=== Exercise goal ===
Go through the listing and copy each line with the string "instance".

=== Data provided ===
━━━━━━━━━━
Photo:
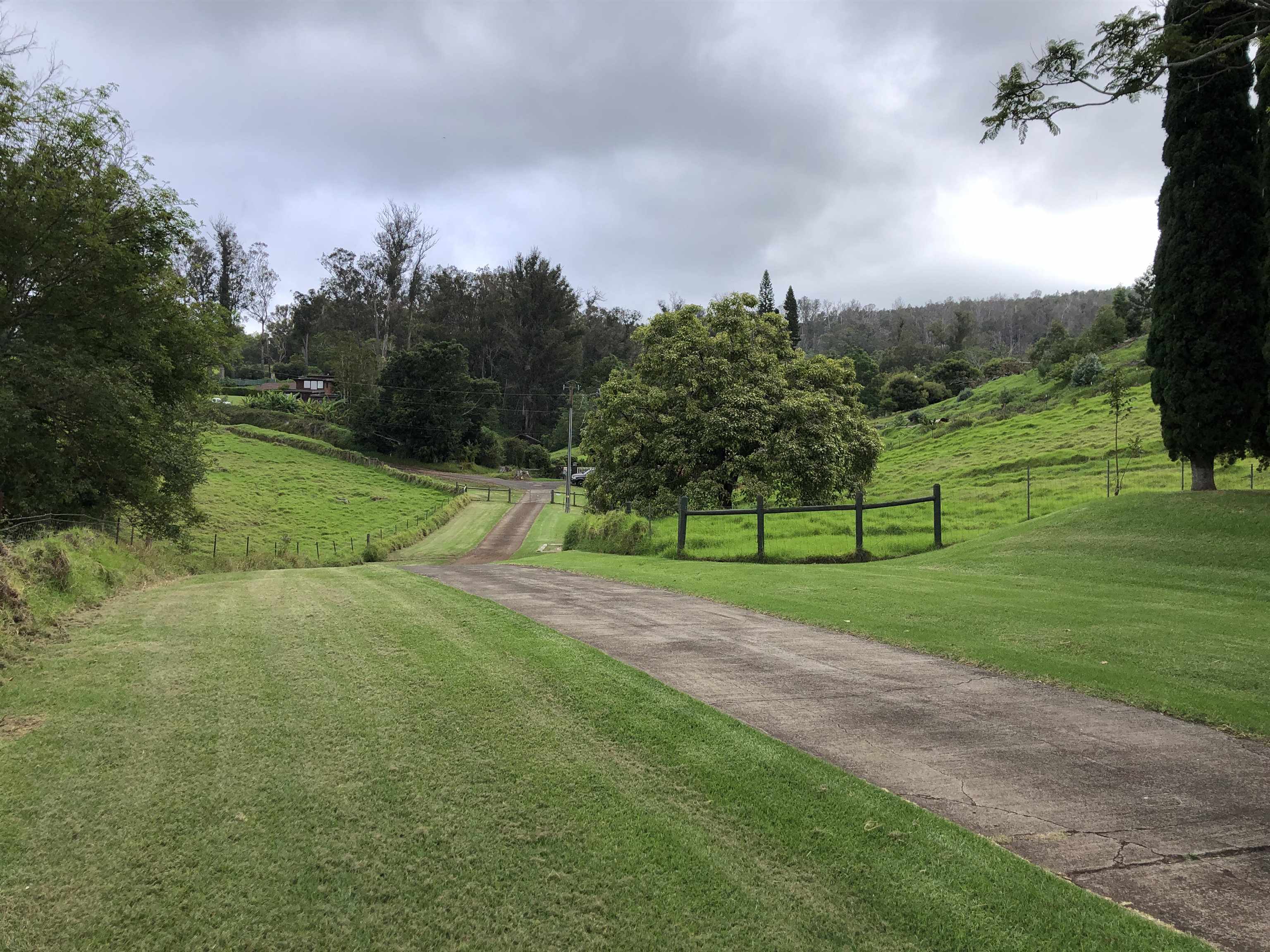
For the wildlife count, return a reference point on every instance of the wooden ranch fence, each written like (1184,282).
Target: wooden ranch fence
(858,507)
━━━━━━━━━━
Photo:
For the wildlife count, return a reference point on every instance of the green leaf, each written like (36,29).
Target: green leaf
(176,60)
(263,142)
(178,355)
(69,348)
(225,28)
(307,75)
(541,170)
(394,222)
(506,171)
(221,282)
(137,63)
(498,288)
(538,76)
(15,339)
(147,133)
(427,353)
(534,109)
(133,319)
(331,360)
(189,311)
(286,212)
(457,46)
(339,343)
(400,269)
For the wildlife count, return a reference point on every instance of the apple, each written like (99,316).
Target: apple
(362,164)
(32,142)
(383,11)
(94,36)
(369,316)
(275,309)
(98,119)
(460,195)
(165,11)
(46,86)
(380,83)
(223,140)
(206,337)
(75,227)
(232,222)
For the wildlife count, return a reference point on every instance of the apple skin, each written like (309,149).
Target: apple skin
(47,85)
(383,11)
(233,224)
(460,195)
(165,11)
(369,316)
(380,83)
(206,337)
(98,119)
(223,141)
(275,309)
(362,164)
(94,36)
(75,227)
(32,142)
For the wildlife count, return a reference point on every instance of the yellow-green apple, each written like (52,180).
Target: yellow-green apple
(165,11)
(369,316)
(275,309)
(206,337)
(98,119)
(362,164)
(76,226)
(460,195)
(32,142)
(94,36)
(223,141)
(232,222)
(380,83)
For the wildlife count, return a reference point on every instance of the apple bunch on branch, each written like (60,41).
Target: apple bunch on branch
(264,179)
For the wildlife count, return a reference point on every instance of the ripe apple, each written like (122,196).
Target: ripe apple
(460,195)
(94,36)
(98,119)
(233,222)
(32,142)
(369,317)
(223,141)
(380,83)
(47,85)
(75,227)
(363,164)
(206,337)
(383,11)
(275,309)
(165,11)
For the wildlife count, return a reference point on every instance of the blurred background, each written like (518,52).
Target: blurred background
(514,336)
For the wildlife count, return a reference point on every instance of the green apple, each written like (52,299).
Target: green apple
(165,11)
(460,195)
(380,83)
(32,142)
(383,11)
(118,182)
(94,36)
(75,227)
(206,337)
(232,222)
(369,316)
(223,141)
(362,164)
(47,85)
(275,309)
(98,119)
━━━━━━━━━━
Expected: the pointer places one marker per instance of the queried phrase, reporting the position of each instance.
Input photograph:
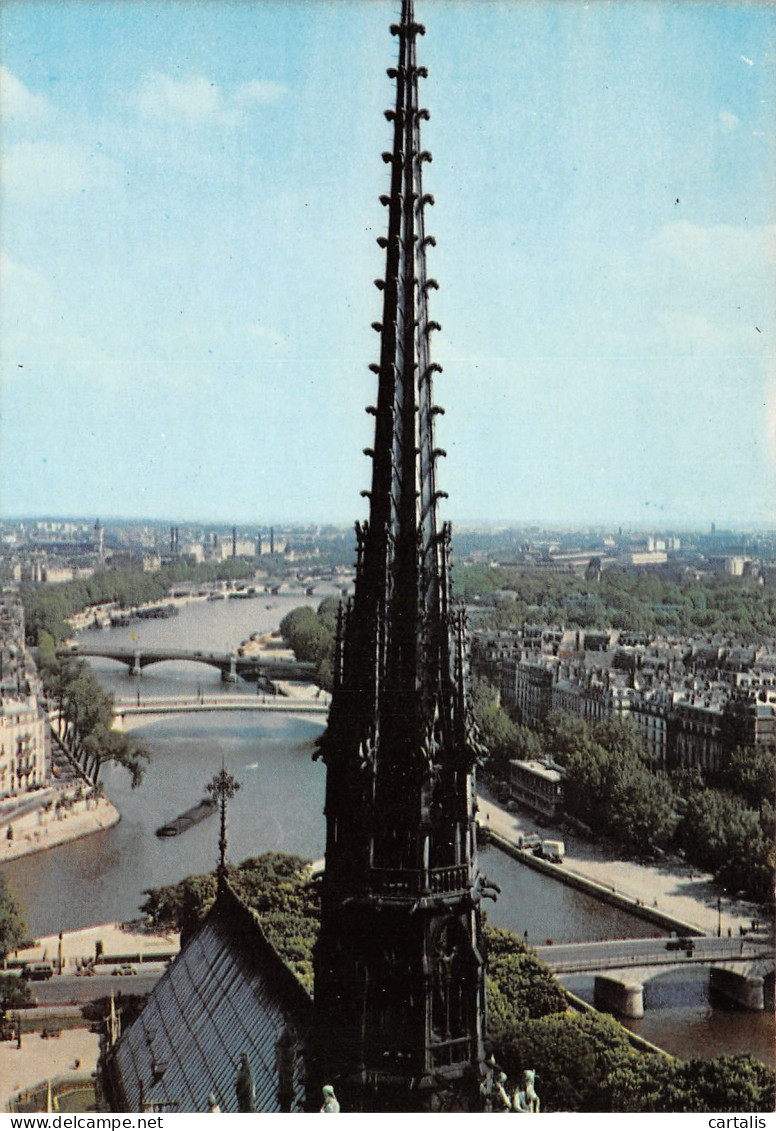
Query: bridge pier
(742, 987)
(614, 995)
━━━━━━━━━━
=== Written response ===
For the wildlife count, return a reference point on every instance of the wooden ranch fence, each written like (1184,282).
For the wildlife count, return a reference point on every instance of the green leaf, each written like (36,29).
For the wildlife count, return a reference point on every instance of the apple, each written like (99,316).
For the wildlife count, return a reference point on every instance of the apple skin, each written like (309,149).
For the wildlife count, return a reference point on every instance of the yellow-green apple, each written like (52,180).
For the wildlife count, return a reference point on every instance of the apple bunch on branch, each written like (60,41).
For the wildlife count, return a reference point on every instance of the ripe apple, each written like (122,196).
For the wildlife count, return a reference point on every instance of the blurred background, each written like (518,52).
For the wildlife count, return a reference point on every instance of the green apple, each written like (52,299).
Expected: the pointer places one marker per instance of the queried phrase, reporting the position of each instance.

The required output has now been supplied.